» Goal of the exercise
In the answer, every entry must appear exactly as given.

» Extracted information

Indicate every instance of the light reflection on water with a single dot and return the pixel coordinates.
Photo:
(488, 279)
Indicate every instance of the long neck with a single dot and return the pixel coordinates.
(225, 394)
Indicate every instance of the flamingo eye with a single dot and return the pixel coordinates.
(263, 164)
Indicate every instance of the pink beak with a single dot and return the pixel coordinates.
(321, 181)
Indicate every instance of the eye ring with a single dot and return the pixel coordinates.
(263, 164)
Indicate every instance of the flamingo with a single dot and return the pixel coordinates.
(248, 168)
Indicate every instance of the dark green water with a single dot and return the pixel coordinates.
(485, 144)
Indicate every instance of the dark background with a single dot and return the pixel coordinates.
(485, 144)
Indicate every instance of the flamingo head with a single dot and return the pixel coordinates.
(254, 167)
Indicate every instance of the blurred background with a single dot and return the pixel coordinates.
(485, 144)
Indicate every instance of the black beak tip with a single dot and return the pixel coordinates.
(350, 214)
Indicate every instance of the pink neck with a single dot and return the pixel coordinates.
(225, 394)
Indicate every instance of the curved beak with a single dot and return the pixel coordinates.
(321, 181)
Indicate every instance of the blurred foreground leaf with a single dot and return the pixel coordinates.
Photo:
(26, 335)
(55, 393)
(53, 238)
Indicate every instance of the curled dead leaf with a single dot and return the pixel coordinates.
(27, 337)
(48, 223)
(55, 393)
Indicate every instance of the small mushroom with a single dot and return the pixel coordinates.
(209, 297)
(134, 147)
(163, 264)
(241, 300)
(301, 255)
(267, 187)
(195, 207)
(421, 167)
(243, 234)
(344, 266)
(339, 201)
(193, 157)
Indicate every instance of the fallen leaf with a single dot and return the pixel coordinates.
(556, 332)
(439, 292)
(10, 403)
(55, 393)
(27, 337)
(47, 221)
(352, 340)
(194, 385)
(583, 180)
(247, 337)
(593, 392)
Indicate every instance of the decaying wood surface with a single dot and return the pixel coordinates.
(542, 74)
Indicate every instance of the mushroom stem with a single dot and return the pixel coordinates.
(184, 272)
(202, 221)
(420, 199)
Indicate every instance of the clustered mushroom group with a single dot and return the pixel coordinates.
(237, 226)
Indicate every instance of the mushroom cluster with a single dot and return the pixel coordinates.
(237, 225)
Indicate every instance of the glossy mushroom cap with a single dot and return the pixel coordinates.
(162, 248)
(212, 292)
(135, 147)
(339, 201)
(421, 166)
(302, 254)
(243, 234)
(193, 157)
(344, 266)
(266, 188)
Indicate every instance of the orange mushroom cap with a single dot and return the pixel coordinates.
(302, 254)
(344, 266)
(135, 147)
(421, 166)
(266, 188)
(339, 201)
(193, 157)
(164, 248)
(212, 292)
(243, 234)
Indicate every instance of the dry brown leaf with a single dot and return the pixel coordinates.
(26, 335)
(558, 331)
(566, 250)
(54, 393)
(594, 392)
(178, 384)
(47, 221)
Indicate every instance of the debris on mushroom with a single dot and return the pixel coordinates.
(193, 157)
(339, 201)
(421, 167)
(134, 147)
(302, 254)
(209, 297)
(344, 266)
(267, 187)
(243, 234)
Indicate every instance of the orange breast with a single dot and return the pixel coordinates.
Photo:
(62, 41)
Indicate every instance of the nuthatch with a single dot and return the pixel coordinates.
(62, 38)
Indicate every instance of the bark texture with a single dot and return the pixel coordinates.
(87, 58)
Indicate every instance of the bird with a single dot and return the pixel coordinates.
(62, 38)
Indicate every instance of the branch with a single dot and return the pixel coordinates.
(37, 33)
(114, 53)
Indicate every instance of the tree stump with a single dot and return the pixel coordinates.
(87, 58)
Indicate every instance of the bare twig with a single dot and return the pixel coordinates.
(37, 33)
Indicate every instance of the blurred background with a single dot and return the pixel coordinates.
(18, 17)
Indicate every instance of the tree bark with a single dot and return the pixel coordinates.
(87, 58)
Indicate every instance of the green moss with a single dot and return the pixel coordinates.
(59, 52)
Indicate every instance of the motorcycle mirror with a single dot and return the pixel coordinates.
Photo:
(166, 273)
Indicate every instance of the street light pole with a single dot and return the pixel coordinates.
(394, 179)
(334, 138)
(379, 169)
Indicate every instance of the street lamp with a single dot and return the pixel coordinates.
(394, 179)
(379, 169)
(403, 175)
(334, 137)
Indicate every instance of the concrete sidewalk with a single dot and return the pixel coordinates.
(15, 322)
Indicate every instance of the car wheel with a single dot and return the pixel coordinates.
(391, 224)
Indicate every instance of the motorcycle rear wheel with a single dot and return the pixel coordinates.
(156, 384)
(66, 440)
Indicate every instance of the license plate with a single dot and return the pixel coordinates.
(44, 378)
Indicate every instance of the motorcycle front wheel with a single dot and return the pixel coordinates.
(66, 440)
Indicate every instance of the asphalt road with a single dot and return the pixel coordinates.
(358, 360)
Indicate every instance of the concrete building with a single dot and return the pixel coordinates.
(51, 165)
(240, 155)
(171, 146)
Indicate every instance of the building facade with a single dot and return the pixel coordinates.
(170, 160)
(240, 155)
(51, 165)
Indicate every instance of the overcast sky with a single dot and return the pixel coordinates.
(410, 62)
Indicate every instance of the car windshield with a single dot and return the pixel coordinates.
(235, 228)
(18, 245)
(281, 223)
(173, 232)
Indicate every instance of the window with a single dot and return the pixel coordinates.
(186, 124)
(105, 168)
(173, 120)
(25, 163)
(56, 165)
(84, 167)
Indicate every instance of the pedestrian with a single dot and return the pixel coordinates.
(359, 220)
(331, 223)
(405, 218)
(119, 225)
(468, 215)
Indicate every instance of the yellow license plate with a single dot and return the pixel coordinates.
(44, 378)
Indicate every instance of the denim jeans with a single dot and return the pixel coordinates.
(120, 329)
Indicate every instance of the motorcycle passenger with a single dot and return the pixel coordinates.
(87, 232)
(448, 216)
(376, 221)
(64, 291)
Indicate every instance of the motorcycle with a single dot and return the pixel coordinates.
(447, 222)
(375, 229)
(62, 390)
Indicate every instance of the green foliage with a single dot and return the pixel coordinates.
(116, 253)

» Written solution
Indicate every instance of the light reflection on water with a single dot and return the pixel coordinates.
Photo:
(488, 279)
Indicate every instance of the long neck with a single dot and return the pixel coordinates.
(225, 394)
Indicate every instance of the flamingo eye with a single dot and return the pixel coordinates.
(263, 164)
Indicate every instance of the pink beak with a single dot and return the pixel coordinates.
(321, 181)
Indicate every instance of the eye ring with a single dot and return the pixel coordinates.
(263, 164)
Indicate every instance of the flamingo with a single dot and return the pixel coordinates.
(248, 168)
Indicate every instance of the dark green water with a single dot and return the pixel coordinates.
(485, 144)
Indicate every instance of the dark background with a single dot and return the pixel coordinates.
(485, 144)
Indicate every instance of the flamingo head with a single dot and return the pixel coordinates.
(254, 167)
Indicate every instance of the blurred background with a single dot and return the pixel coordinates.
(485, 144)
Indicate every instance of the black beak tip with a single dot and return the pixel coordinates.
(350, 214)
Indicate every instance of the pink neck with a single dot and return the pixel coordinates.
(225, 394)
Indicate every instance of the curved beak with a single dot and return the pixel coordinates.
(321, 181)
Indicate every instance of the blurred foreground leaf with a single dot and return the pixel coordinates.
Photo:
(26, 335)
(55, 393)
(53, 238)
Indicate every instance of the curled dead leaf with a single dot and return the pixel coordinates.
(27, 337)
(48, 223)
(55, 393)
Indicate every instance of the small mushroom with a single dot and return the pixel coordinates.
(209, 297)
(134, 147)
(163, 264)
(241, 300)
(301, 255)
(267, 187)
(195, 207)
(421, 167)
(243, 234)
(344, 266)
(339, 201)
(193, 157)
Indicate every instance of the fallen leaf with a single dot and return the pixel coordinates.
(556, 332)
(439, 292)
(10, 403)
(55, 393)
(27, 337)
(47, 221)
(352, 340)
(194, 385)
(583, 180)
(247, 337)
(593, 392)
Indicate every instance of the decaying wood surface with a single dot and return the pixel coordinates.
(542, 74)
Indicate every instance of the mushroom stem with a single dot and return the pixel coordinates.
(184, 272)
(202, 221)
(420, 199)
Indicate every instance of the clustered mushroom group with a single dot and return the pixel coordinates.
(237, 226)
Indicate every instance of the mushroom cluster with a single dot and return the pixel coordinates.
(237, 225)
Indicate every instance of the glossy mushroom cap with a single dot and return the pixel coordinates.
(162, 248)
(212, 292)
(135, 147)
(339, 201)
(421, 166)
(302, 254)
(243, 234)
(193, 157)
(344, 266)
(266, 188)
Indicate every instance of the orange mushroom cap with a single dot and return the pixel coordinates.
(302, 254)
(344, 266)
(135, 147)
(421, 166)
(266, 188)
(339, 201)
(193, 157)
(164, 248)
(212, 292)
(243, 234)
Indicate every instance of the dry brown leaf with a single dot and return the pixel coordinates.
(26, 335)
(558, 331)
(566, 250)
(54, 393)
(594, 392)
(178, 384)
(47, 221)
Indicate every instance of the debris on mushroom with a single dot and return the pixel coordinates.
(193, 157)
(339, 201)
(421, 167)
(134, 147)
(302, 254)
(209, 297)
(344, 266)
(267, 187)
(243, 234)
Indicate every instance of the orange breast with a single dot and return the pixel coordinates.
Photo:
(62, 41)
Indicate every instance of the nuthatch with a single dot and return the pixel coordinates.
(62, 38)
Indicate every instance of the bark texture with a single dot and return the pixel coordinates.
(87, 58)
Indicate every instance of the bird with a single dot and return the pixel coordinates.
(62, 38)
Indicate every instance of the branch with a single dot and return the pixel coordinates.
(37, 33)
(114, 53)
Indicate every instance of the tree stump with a single dot and return the pixel coordinates.
(87, 58)
Indicate every instance of the bare twig with a single dot and return the pixel coordinates.
(37, 33)
Indicate every instance of the blurred background with a single dot and return the pixel coordinates.
(18, 17)
Indicate every instance of the tree bark with a single dot and return the pixel coordinates.
(87, 58)
Indicate every instance of the green moss with a single dot and return the pixel coordinates.
(59, 52)
Indicate every instance of the motorcycle mirror with a single dot and return the pixel coordinates.
Photo:
(166, 273)
Indicate every instance of the street light pole with a single dot and return the pixel coordinates.
(394, 179)
(334, 138)
(379, 169)
Indicate every instance of the street lamp with a single dot and return the pixel coordinates.
(394, 179)
(379, 169)
(403, 175)
(334, 137)
Indicate every instance of the concrete sidewalk with a single dot and return the pixel coordinates.
(15, 322)
Indicate every instance of the car wheel with a single dot and return the pixel coordinates.
(391, 224)
Indicate every instance of the motorcycle rear wheel with a single dot and return the pixel coordinates.
(156, 384)
(66, 440)
Indicate every instance of the license plate with a single dot and return the pixel coordinates.
(44, 378)
Indicate every instance of the motorcycle front wheel with a single dot and return the pixel coordinates.
(66, 440)
Indicate every instance of the asphalt road with a single dot and return the pixel coordinates.
(358, 360)
Indicate every instance of the concrete building with a single dot and return the pixel coordinates.
(51, 165)
(240, 155)
(171, 146)
Indicate every instance of the building facade with a single dot and return the pixel coordinates.
(170, 160)
(240, 155)
(51, 165)
Indicate every instance of the overcast sky with a single dot and return the pixel coordinates.
(410, 62)
Indicate every instance of the car windshield with a single dot and return the pixel coordinates.
(235, 228)
(18, 245)
(281, 223)
(173, 232)
Indicate every instance of the window with a single dot and return the pixel coordinates.
(186, 124)
(105, 168)
(173, 120)
(25, 163)
(56, 165)
(84, 167)
Indicate every instance of the pedestrian with a single dot and return the pixel coordinates.
(359, 220)
(331, 223)
(405, 218)
(119, 225)
(468, 215)
Indicate every instance of the yellow license plate with a single dot and return the pixel coordinates.
(44, 378)
Indicate every instance of the denim jeans with a single dot and return the pixel coordinates.
(120, 329)
Indicate every instance of the motorcycle passenger with a single dot and return the pixel coordinates.
(87, 232)
(448, 216)
(376, 221)
(64, 291)
Indicate every instance of the motorcycle with a single dot and return the pixel coordinates.
(447, 222)
(375, 229)
(62, 390)
Indicate every instance of the green foliage with a single dot and return the pixel coordinates.
(116, 253)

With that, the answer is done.